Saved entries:

================================

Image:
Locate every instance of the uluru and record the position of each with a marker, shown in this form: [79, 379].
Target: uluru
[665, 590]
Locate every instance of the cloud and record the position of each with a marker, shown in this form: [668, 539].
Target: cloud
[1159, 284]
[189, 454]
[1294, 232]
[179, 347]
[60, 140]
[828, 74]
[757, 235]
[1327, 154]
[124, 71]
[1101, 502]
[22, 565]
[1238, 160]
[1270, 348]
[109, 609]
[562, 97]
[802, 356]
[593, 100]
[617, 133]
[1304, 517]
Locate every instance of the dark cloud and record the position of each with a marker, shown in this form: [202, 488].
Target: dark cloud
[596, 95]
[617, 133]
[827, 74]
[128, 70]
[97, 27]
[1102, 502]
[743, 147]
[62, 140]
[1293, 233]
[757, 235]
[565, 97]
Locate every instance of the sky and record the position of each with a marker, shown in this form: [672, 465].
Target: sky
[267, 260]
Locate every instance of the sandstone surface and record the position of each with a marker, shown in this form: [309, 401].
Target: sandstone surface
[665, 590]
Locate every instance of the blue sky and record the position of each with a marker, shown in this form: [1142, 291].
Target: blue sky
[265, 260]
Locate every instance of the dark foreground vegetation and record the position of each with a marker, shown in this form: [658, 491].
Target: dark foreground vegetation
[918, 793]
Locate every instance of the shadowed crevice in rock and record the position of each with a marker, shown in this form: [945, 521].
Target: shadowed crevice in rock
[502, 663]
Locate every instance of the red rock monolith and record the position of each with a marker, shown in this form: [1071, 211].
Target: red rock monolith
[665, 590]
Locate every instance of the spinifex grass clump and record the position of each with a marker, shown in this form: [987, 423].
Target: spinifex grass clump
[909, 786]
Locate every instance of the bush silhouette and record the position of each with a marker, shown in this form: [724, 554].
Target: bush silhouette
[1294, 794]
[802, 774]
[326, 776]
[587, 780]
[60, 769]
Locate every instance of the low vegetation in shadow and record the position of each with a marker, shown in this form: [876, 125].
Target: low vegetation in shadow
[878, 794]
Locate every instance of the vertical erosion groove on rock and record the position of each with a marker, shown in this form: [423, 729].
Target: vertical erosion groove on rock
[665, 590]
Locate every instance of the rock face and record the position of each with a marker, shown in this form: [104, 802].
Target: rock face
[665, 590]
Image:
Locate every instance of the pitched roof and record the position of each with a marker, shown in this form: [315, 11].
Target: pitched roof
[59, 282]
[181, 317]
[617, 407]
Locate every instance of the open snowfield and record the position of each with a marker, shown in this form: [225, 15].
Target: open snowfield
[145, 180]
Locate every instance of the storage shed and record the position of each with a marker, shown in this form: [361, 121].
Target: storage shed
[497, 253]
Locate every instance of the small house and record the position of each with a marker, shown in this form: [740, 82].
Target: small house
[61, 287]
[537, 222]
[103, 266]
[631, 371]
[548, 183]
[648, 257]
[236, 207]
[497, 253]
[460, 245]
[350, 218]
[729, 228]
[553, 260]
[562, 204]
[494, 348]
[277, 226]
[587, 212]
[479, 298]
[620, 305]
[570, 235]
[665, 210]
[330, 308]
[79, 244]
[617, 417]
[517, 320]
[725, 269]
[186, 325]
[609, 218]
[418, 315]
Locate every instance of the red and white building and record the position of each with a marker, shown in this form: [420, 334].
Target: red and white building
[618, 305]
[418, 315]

================================

→ Work instruction
The records above must be output exactly, in full.

→ Exercise answer
Image:
Locate every instance of the uluru and record the position of each with a marker, shown in this form: [79, 379].
Target: uluru
[665, 590]
Locate every instance of the cloud and record the position of each with a marker, shown in this form: [668, 539].
Target: cloud
[1159, 284]
[189, 454]
[1294, 232]
[179, 347]
[60, 140]
[828, 74]
[757, 235]
[1327, 154]
[124, 71]
[1101, 502]
[22, 565]
[1238, 160]
[1270, 348]
[109, 609]
[562, 97]
[802, 356]
[593, 100]
[617, 133]
[1304, 517]
Locate every instance of the dark cloud and record the position of each with a marker, shown in this form: [202, 488].
Target: dark cloud
[596, 95]
[617, 133]
[827, 74]
[128, 70]
[97, 27]
[1102, 502]
[743, 147]
[62, 140]
[1293, 233]
[757, 235]
[565, 97]
Locate every instance of the sky and record the position of each with a marker, shown in this form: [672, 465].
Target: sky
[267, 260]
Locate every instance of the sandstone surface and record the position of each with a marker, shown in this form: [309, 401].
Target: sandstone surface
[665, 590]
Locate every instance of the blue sky and record the position of each with a marker, shown in this form: [1142, 291].
Target: blue sky
[265, 260]
Locate every instance of the dark foreground vegetation and record the position of each with a marker, shown in this form: [658, 491].
Target: dark foreground vegetation
[918, 793]
Locate every instance of the shadowed crevice in rock and record the position of each with a marker, shown in this form: [945, 521].
Target: shadowed crevice in rock
[502, 663]
Locate every instance of the red rock monolith and record the position of each with a marker, shown in this form: [1071, 211].
Target: red rock monolith
[665, 590]
Locate every instance of the spinifex grass clump and record the position of each with a marker, shown in this form: [987, 423].
Target: spinifex grass clump
[909, 786]
Locate every instance of the bush silhouette and record the position of each with a marker, shown in this form: [724, 554].
Target: bush silhouette
[1294, 794]
[802, 774]
[326, 776]
[587, 780]
[60, 769]
Locate every instance of the low vegetation in shadow and record the position of each with a marker, shown in this form: [876, 125].
Target: low vegetation in shadow
[878, 794]
Locate every instance of the vertical erosion groove on rock and record the position of each with a marker, shown in this form: [423, 729].
Target: vertical erosion groove on rock
[665, 590]
Locate every instance of the rock face and record the position of each with a marker, shown in this form: [104, 802].
Target: rock face
[665, 590]
Image:
Locate every instance of the pitched roof and record the position of each with a marker, shown in this form: [315, 11].
Target: pitched roof
[59, 282]
[181, 317]
[617, 407]
Locate every instance of the open snowfield and record the position of each with a marker, shown in this form: [225, 15].
Target: open snowfield
[145, 180]
Locate every instance of the storage shed and record the position of each with a marker, shown in this form: [361, 121].
Target: storage shed
[497, 253]
Locate every instance of the small house and record the position of each with a marker, shown in this form: [740, 82].
Target: small house
[61, 287]
[537, 222]
[103, 266]
[631, 371]
[548, 183]
[648, 257]
[236, 207]
[497, 253]
[460, 245]
[350, 218]
[729, 228]
[553, 260]
[562, 204]
[494, 348]
[277, 226]
[587, 212]
[479, 298]
[620, 305]
[570, 235]
[665, 210]
[330, 308]
[79, 244]
[617, 417]
[517, 320]
[725, 269]
[186, 325]
[609, 218]
[418, 315]
Locate every instance of the red and white building and record the position of each with a marker, shown in this form: [420, 334].
Target: red and white building
[618, 305]
[418, 315]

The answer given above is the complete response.